* begin *

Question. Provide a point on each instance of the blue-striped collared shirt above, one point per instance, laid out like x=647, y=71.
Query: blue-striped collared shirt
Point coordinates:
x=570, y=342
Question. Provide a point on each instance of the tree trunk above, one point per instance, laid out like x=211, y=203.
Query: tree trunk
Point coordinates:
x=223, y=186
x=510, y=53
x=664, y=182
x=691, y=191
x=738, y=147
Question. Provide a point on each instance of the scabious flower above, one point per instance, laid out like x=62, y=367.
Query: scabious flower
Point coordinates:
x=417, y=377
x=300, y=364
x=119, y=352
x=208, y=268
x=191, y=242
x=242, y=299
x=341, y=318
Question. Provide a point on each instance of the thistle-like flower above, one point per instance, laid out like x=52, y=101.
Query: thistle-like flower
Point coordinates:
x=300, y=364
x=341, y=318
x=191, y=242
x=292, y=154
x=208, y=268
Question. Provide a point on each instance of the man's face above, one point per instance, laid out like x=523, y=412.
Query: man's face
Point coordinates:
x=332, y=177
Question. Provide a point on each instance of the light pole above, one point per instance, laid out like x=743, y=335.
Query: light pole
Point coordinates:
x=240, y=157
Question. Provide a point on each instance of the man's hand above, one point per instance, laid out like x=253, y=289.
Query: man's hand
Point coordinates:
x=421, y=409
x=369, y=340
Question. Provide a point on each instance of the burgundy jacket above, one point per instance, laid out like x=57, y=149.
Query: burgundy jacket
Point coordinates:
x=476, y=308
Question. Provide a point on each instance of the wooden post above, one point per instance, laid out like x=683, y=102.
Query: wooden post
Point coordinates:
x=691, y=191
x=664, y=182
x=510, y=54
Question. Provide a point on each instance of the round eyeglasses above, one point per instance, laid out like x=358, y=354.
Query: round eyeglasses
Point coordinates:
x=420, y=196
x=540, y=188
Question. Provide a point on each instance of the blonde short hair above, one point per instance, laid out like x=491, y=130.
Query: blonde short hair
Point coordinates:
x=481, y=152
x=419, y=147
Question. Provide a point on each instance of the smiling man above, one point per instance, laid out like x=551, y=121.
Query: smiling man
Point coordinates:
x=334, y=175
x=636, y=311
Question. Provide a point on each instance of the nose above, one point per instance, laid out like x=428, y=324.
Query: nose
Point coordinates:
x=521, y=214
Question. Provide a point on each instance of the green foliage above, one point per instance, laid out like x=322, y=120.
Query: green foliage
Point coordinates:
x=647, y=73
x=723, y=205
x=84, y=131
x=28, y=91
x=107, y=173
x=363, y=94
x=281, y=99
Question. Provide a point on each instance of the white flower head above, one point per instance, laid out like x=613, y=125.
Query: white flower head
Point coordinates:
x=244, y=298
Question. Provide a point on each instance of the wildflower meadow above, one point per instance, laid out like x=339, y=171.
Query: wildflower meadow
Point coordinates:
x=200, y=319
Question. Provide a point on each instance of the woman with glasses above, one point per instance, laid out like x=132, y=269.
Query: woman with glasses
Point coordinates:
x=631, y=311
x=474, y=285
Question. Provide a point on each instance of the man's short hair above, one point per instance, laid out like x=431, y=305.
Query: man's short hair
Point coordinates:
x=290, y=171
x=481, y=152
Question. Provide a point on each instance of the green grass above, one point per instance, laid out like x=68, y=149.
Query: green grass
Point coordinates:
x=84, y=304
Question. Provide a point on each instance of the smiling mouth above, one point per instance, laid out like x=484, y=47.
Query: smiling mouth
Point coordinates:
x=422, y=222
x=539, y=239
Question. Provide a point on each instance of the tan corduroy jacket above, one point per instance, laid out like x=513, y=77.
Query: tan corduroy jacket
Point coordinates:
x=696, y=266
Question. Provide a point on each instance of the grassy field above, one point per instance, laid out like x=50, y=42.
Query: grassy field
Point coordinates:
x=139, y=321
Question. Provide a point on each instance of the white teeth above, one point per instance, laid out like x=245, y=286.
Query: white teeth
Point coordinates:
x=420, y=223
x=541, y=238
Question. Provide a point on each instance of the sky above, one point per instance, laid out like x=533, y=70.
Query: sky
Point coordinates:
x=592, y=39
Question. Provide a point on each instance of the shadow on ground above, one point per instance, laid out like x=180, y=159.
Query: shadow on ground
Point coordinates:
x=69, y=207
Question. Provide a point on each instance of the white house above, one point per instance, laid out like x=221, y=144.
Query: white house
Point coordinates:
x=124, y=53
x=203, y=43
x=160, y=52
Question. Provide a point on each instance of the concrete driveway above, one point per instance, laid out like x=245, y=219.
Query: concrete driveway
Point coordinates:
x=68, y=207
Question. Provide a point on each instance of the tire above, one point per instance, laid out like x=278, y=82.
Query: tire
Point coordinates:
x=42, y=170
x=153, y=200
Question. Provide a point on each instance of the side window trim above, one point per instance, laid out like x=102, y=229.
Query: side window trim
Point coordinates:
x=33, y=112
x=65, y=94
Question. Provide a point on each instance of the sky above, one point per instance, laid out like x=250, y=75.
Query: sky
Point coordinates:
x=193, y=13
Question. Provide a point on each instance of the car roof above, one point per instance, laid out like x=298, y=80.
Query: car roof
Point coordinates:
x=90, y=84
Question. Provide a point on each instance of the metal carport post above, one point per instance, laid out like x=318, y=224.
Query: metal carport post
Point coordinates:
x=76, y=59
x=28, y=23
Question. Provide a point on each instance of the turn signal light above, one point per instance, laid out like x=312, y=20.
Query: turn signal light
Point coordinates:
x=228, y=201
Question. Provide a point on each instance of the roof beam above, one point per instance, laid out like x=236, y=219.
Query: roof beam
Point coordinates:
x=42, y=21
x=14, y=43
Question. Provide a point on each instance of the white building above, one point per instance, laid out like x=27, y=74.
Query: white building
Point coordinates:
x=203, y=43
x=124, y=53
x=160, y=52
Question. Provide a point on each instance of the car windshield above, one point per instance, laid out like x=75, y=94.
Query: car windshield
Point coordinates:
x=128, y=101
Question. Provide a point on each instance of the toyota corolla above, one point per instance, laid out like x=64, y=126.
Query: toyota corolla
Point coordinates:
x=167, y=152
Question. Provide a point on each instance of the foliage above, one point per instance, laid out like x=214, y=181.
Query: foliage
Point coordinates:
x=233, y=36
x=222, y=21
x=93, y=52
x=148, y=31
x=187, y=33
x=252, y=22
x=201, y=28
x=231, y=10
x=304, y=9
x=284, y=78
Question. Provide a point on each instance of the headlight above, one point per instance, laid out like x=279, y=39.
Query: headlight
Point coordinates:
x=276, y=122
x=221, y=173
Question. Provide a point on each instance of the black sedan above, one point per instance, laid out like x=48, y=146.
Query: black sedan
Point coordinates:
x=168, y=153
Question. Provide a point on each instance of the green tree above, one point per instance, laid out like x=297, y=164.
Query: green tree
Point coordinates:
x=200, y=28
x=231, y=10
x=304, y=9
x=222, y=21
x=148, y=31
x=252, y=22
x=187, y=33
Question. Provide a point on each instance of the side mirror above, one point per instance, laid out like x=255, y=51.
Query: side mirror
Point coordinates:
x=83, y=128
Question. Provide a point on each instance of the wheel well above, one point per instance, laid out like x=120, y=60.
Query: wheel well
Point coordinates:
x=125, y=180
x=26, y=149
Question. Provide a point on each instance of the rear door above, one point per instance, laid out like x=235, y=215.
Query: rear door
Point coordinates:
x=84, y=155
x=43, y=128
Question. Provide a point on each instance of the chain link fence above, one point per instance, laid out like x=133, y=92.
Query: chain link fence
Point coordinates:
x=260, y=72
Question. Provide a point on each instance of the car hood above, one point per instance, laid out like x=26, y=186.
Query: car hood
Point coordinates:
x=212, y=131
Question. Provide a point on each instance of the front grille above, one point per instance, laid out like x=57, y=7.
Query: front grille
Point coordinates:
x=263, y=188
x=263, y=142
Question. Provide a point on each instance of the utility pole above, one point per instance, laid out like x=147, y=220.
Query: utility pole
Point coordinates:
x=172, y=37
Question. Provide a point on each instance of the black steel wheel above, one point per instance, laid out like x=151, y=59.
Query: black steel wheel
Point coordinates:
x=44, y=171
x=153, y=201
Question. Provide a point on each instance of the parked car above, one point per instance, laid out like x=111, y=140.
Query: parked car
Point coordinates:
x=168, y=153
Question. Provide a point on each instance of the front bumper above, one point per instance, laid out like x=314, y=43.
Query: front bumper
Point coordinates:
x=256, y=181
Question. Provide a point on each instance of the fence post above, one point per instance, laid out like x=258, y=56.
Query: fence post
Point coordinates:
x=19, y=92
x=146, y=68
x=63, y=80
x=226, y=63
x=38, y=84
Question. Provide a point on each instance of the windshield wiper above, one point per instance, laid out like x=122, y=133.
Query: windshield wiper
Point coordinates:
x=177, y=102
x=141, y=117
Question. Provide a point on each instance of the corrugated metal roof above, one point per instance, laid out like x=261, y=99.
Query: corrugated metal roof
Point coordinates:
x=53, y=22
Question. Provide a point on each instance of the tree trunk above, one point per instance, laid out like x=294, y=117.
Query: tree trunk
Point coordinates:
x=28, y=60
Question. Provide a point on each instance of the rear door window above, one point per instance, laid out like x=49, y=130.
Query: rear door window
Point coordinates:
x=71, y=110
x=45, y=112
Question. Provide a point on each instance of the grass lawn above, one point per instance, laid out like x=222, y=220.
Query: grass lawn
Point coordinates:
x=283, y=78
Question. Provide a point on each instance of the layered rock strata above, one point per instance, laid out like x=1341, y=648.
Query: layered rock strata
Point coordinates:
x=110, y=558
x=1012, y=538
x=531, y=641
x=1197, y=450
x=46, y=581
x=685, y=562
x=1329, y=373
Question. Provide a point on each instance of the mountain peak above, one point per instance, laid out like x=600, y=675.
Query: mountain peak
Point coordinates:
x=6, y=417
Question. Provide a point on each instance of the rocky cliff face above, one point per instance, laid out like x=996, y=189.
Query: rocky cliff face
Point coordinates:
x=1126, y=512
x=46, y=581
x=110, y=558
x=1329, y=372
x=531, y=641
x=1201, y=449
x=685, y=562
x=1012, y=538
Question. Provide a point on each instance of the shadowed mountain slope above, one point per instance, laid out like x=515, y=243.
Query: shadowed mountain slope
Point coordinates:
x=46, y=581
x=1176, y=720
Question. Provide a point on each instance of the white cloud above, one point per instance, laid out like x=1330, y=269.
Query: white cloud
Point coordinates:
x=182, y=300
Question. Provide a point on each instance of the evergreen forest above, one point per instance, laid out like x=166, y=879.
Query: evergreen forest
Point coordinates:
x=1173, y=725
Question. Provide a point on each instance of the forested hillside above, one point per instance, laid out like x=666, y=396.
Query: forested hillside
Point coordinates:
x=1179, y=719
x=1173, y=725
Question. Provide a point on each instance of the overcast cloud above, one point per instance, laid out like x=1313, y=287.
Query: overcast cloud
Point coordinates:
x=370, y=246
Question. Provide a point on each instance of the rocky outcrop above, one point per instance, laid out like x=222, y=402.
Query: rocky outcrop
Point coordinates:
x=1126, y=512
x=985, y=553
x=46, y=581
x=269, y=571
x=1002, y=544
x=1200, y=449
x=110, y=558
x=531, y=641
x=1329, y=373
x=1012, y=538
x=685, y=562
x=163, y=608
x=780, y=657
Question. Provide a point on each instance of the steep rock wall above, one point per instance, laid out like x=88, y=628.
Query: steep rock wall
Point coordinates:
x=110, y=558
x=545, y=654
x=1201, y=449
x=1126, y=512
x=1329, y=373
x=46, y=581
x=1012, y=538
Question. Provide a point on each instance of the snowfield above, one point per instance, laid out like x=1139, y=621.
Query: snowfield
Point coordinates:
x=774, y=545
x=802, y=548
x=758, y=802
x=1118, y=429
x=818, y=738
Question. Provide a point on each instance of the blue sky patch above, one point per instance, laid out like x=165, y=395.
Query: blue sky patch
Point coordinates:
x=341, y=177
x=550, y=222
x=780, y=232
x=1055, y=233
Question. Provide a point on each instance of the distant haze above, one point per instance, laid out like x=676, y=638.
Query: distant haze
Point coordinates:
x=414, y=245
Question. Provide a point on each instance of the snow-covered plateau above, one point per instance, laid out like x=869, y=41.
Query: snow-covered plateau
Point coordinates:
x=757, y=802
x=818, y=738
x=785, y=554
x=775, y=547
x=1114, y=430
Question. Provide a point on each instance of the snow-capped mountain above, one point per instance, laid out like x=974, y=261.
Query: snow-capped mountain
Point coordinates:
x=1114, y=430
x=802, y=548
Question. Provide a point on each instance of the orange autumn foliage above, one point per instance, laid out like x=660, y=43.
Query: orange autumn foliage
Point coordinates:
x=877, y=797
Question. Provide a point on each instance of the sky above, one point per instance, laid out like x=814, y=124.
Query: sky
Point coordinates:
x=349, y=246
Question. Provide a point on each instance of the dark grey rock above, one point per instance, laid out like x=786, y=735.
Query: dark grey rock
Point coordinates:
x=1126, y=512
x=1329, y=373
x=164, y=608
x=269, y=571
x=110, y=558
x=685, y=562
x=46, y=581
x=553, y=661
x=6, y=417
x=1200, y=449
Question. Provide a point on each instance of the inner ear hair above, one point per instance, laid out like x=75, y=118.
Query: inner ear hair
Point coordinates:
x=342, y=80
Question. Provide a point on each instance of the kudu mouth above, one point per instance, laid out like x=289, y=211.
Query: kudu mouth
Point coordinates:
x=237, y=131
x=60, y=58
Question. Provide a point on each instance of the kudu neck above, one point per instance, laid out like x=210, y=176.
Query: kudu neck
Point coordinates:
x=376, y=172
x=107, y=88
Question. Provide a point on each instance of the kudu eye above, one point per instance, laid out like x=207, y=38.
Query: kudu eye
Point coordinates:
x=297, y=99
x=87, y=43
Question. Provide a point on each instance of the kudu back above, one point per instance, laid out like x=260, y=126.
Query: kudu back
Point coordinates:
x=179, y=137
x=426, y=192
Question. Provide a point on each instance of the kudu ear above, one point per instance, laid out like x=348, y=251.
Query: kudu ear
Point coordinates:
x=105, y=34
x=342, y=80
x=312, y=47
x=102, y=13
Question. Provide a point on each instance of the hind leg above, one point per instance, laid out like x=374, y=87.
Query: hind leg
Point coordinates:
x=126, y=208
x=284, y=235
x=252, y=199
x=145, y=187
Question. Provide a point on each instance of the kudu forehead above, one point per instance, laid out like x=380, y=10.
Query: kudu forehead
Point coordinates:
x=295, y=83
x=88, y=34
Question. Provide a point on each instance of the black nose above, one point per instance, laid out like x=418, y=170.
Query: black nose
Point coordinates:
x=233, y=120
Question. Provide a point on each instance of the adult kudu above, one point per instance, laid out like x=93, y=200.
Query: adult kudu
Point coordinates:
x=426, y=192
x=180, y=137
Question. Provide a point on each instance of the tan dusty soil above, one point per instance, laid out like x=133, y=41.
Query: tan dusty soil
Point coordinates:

* end *

* Your task
Return exactly the lines of the data, and only those, from the line with "Question. Provide a point on each instance of the kudu back" through the last line, inclusive.

* Task result
Question. Provide a point on each instance of the kudu back above, one point per instance, laid out like x=260, y=126.
Query: kudu back
Point coordinates:
x=179, y=137
x=426, y=192
Question. Provide a point on each instance of the kudu ear above, one point per instance, laid out like x=348, y=251.
Query: kudu ear
Point coordinates:
x=105, y=34
x=342, y=80
x=312, y=47
x=102, y=13
Question. Provide a point on each instance of the hind leg above, one point per instance, laid out like x=374, y=87.
Query: hind leg
Point coordinates:
x=126, y=208
x=284, y=235
x=252, y=199
x=145, y=187
Question. Provide a point on each instance of the kudu forehead above, one point per instance, laid out like x=380, y=10.
Query: kudu forehead
Point coordinates:
x=295, y=83
x=88, y=34
Question. Provide a point on each instance of the black nose above, one point per instance, laid out like x=418, y=170.
Query: black nose
Point coordinates:
x=233, y=120
Question. Provide a point on each instance of the adult kudu above, one point per instance, laid out like x=93, y=200.
Query: adult kudu
Point coordinates:
x=426, y=192
x=180, y=137
Question. Provide a point on each instance of the tan dusty soil above, one point per instance, laid out like x=133, y=41.
Query: tan dusty soil
Point coordinates:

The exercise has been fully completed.